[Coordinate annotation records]
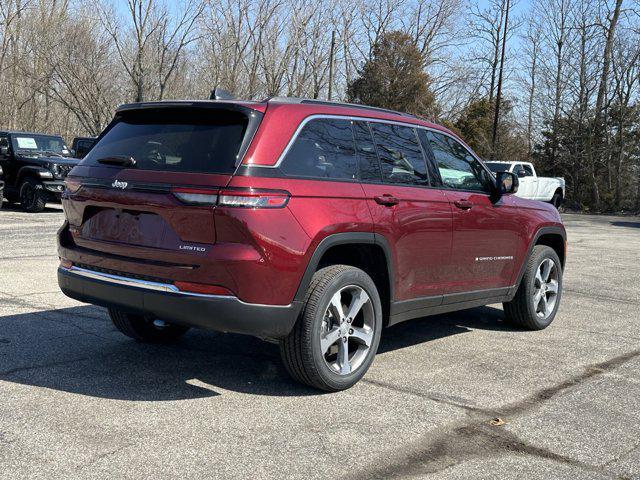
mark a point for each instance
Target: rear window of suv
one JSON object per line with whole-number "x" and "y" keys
{"x": 176, "y": 140}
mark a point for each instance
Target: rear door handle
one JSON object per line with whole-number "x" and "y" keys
{"x": 463, "y": 204}
{"x": 386, "y": 200}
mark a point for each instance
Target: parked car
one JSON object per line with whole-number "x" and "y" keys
{"x": 533, "y": 187}
{"x": 35, "y": 166}
{"x": 81, "y": 146}
{"x": 310, "y": 223}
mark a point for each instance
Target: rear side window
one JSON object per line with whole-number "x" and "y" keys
{"x": 458, "y": 168}
{"x": 400, "y": 154}
{"x": 324, "y": 148}
{"x": 175, "y": 140}
{"x": 367, "y": 157}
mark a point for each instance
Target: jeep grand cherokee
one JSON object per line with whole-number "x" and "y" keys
{"x": 310, "y": 223}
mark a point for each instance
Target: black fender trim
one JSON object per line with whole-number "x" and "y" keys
{"x": 346, "y": 238}
{"x": 553, "y": 230}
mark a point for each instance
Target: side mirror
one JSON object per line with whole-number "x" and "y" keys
{"x": 506, "y": 183}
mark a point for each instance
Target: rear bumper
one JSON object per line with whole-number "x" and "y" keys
{"x": 214, "y": 312}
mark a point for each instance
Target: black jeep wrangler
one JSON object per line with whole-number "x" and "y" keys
{"x": 34, "y": 168}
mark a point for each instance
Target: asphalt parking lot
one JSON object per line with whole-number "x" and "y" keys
{"x": 80, "y": 400}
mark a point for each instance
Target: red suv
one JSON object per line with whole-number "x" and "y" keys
{"x": 311, "y": 223}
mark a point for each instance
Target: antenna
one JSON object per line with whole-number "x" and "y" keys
{"x": 220, "y": 94}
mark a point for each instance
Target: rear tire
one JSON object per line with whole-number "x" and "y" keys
{"x": 335, "y": 339}
{"x": 144, "y": 329}
{"x": 33, "y": 198}
{"x": 538, "y": 297}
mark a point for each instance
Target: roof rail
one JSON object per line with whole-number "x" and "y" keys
{"x": 296, "y": 100}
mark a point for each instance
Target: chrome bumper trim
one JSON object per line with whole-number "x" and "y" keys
{"x": 134, "y": 282}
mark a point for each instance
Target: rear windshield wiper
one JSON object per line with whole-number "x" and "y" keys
{"x": 120, "y": 160}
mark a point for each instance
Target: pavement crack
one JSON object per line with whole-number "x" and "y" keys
{"x": 453, "y": 444}
{"x": 435, "y": 397}
{"x": 600, "y": 297}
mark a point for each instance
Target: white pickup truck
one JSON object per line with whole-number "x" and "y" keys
{"x": 547, "y": 189}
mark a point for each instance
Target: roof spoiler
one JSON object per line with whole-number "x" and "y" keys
{"x": 220, "y": 94}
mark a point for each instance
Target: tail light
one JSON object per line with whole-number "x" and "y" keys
{"x": 203, "y": 289}
{"x": 239, "y": 198}
{"x": 251, "y": 198}
{"x": 72, "y": 186}
{"x": 196, "y": 196}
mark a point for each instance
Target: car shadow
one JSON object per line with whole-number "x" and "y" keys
{"x": 78, "y": 350}
{"x": 620, "y": 223}
{"x": 16, "y": 208}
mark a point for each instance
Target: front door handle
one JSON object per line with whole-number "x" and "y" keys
{"x": 463, "y": 204}
{"x": 386, "y": 200}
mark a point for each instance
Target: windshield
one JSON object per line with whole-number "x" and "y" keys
{"x": 41, "y": 144}
{"x": 496, "y": 167}
{"x": 177, "y": 140}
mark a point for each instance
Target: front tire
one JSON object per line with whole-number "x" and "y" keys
{"x": 144, "y": 329}
{"x": 538, "y": 297}
{"x": 556, "y": 200}
{"x": 33, "y": 198}
{"x": 337, "y": 335}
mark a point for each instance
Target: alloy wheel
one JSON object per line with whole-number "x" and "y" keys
{"x": 545, "y": 292}
{"x": 347, "y": 330}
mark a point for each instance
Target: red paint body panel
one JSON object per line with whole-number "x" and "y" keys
{"x": 419, "y": 228}
{"x": 261, "y": 255}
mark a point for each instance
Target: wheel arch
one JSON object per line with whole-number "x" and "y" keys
{"x": 554, "y": 237}
{"x": 368, "y": 251}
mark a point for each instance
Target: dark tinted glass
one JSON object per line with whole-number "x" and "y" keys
{"x": 367, "y": 157}
{"x": 400, "y": 154}
{"x": 458, "y": 168}
{"x": 180, "y": 140}
{"x": 432, "y": 164}
{"x": 323, "y": 149}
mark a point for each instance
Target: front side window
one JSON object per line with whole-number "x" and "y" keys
{"x": 45, "y": 144}
{"x": 400, "y": 154}
{"x": 458, "y": 168}
{"x": 324, "y": 148}
{"x": 496, "y": 167}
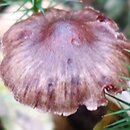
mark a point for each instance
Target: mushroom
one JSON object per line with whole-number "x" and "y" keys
{"x": 63, "y": 59}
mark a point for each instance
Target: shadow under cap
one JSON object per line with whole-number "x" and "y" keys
{"x": 58, "y": 61}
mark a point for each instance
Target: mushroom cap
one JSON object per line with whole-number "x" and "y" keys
{"x": 58, "y": 61}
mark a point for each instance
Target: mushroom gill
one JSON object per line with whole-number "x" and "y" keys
{"x": 58, "y": 61}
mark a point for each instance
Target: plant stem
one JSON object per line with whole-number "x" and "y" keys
{"x": 36, "y": 5}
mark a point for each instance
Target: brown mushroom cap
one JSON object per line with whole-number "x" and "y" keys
{"x": 63, "y": 59}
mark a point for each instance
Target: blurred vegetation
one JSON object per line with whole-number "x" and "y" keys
{"x": 14, "y": 116}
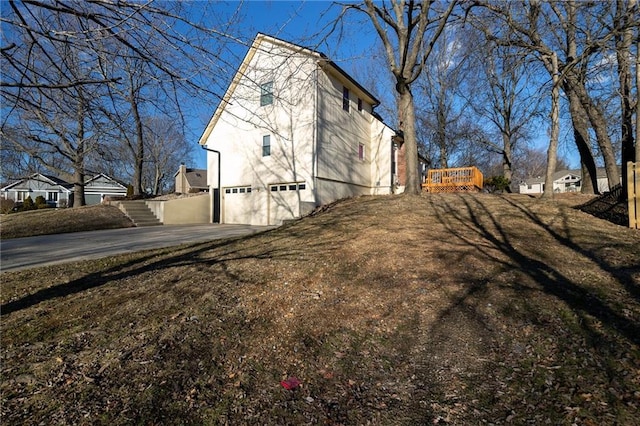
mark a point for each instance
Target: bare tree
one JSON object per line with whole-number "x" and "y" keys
{"x": 501, "y": 95}
{"x": 623, "y": 13}
{"x": 165, "y": 148}
{"x": 36, "y": 76}
{"x": 408, "y": 30}
{"x": 577, "y": 34}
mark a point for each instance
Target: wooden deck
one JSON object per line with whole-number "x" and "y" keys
{"x": 462, "y": 179}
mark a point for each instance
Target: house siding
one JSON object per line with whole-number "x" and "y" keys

**TASK DETAILS**: Except for the pictures, print the data above exactly.

**SOLUTION BELOW**:
mark a point for each instance
Target: rear window of suv
one JSON object per line with whole-number "x" and "y" keys
{"x": 176, "y": 140}
mark a point for each instance
Target: rear door handle
one JSON object per line with whole-number "x" and "y" keys
{"x": 463, "y": 204}
{"x": 386, "y": 200}
mark a point for each instance
Target: parked car
one JSON object per line with whole-number "x" and "y" keys
{"x": 533, "y": 187}
{"x": 35, "y": 166}
{"x": 81, "y": 146}
{"x": 310, "y": 223}
mark a point for each instance
Target: rear side window
one JSON object per line with whole-number "x" and "y" keys
{"x": 458, "y": 168}
{"x": 400, "y": 154}
{"x": 324, "y": 148}
{"x": 175, "y": 140}
{"x": 367, "y": 157}
mark a point for each instance
Target: jeep grand cherokee
one JSON object per line with whole-number "x" and "y" keys
{"x": 310, "y": 223}
mark a point for each instance
Target: black fender trim
one JSON object per line with whole-number "x" and "y" keys
{"x": 346, "y": 238}
{"x": 553, "y": 230}
mark a point for each instance
Target: side mirror
one JSON object per line with whole-number "x" and "y" keys
{"x": 506, "y": 183}
mark a point for each instance
Target: rear bumper
one JSON object per line with whole-number "x" and "y" keys
{"x": 214, "y": 312}
mark a point for each instance
Target: black jeep wrangler
one JSON object per line with whole-number "x" and "y" keys
{"x": 34, "y": 168}
mark a point for each instance
Target: asphalt parking lot
one JSON object per line with whole-number "x" and "y" keys
{"x": 80, "y": 400}
mark a point for each instance
Target: red suv
one JSON object per line with whole-number "x" and "y" keys
{"x": 311, "y": 223}
mark a point for each instance
Target: antenna
one JSON object per line with whole-number "x" and "y" keys
{"x": 220, "y": 94}
mark a point for each instance
Target: rear tire
one JSON object per line with whole-number "x" and "y" keys
{"x": 335, "y": 339}
{"x": 144, "y": 329}
{"x": 33, "y": 198}
{"x": 538, "y": 297}
mark a point for each instance
Target: roof rail
one JSON object per line with whole-number "x" and "y" keys
{"x": 296, "y": 100}
mark a point for each instance
Target: chrome bumper trim
one JSON object per line with whole-number "x" and "y" keys
{"x": 134, "y": 282}
mark a point for each instance
Target: rear windshield wiper
one JSON object per line with whole-number "x" and "y" keys
{"x": 120, "y": 160}
mark a point for each instance
Target: pavement crack
one JSON object per line with whole-number "x" and "y" keys
{"x": 453, "y": 444}
{"x": 435, "y": 397}
{"x": 600, "y": 297}
mark a point for each instance
Target: white pickup truck
one JSON object per line with whole-number "x" and "y" keys
{"x": 547, "y": 189}
mark a point for each instance
Target: roof spoiler
one JSON object per line with whole-number "x" and "y" keys
{"x": 220, "y": 94}
mark a point for each instance
Target: tail light
one JSON object per line with whole-number "x" and "y" keys
{"x": 203, "y": 289}
{"x": 239, "y": 198}
{"x": 251, "y": 198}
{"x": 72, "y": 186}
{"x": 196, "y": 196}
mark a point for each instance
Target: car shadow
one JSON object per line with whole-number "x" and "y" keys
{"x": 78, "y": 350}
{"x": 620, "y": 223}
{"x": 16, "y": 208}
mark a point for each instance
Target: front door handle
one JSON object per line with whole-number "x" and "y" keys
{"x": 463, "y": 204}
{"x": 386, "y": 200}
mark a point for each instance
Target: windshield
one JSON object per line with whole-number "x" and "y" keys
{"x": 41, "y": 144}
{"x": 496, "y": 167}
{"x": 177, "y": 140}
mark a point for each instance
Target: front tire
one JSON object per line with whole-number "x" and "y" keys
{"x": 144, "y": 329}
{"x": 538, "y": 297}
{"x": 556, "y": 200}
{"x": 33, "y": 198}
{"x": 337, "y": 335}
mark a point for each instance
Target: alloy wheel
one JSON object per line with whole-number "x" and "y" keys
{"x": 545, "y": 292}
{"x": 347, "y": 330}
mark a point for each instance
Target: red paint body panel
one JSON object per line with whole-number "x" and "y" keys
{"x": 419, "y": 228}
{"x": 261, "y": 255}
mark a point for each instance
Target: wheel arch
one JSON object per line with whole-number "x" and "y" keys
{"x": 554, "y": 237}
{"x": 368, "y": 251}
mark a point for each instance
Target: dark tinted glass
one JSON object per line with whole-number "x" and "y" keys
{"x": 367, "y": 157}
{"x": 400, "y": 154}
{"x": 458, "y": 168}
{"x": 180, "y": 140}
{"x": 432, "y": 164}
{"x": 323, "y": 149}
mark a point for each instance
Target: front side window
one JSON object per line with whole-number "x" and "y" keys
{"x": 45, "y": 144}
{"x": 400, "y": 154}
{"x": 458, "y": 168}
{"x": 324, "y": 148}
{"x": 496, "y": 167}
mark a point for each instance
Target: mushroom
one JSON object per line with whole-number "x" and "y" keys
{"x": 63, "y": 59}
mark a point for each instance
Target: shadow under cap
one JSON object per line with whole-number "x" and "y" keys
{"x": 58, "y": 61}
mark a point for each instance
Target: mushroom cap
one JSON object per line with whole-number "x" and "y" keys
{"x": 58, "y": 61}
mark a point for each instance
Target: mushroom gill
one JSON object per line with whole-number "x" and "y" keys
{"x": 58, "y": 61}
mark a point for each instance
Target: plant stem
one JSON object per line with whole-number "x" and "y" keys
{"x": 36, "y": 5}
mark a point for each instance
Target: brown mushroom cap
one JSON object per line with whole-number "x" and "y" keys
{"x": 63, "y": 59}
mark a point for each instance
Target: blurred vegetation
one JSON object per line with whole-number "x" and "y" keys
{"x": 14, "y": 116}
mark a point for each instance
Target: bare tree
one JSON object per line with whole-number "x" and "y" keys
{"x": 501, "y": 95}
{"x": 623, "y": 13}
{"x": 165, "y": 148}
{"x": 36, "y": 76}
{"x": 408, "y": 30}
{"x": 577, "y": 34}
mark a point for each instance
Target: wooden deck
one JSON object per line with whole-number "x" and "y" keys
{"x": 462, "y": 179}
mark a point for each instance
Target: house siding
one JSON object per line with whole-number "x" and "y" keys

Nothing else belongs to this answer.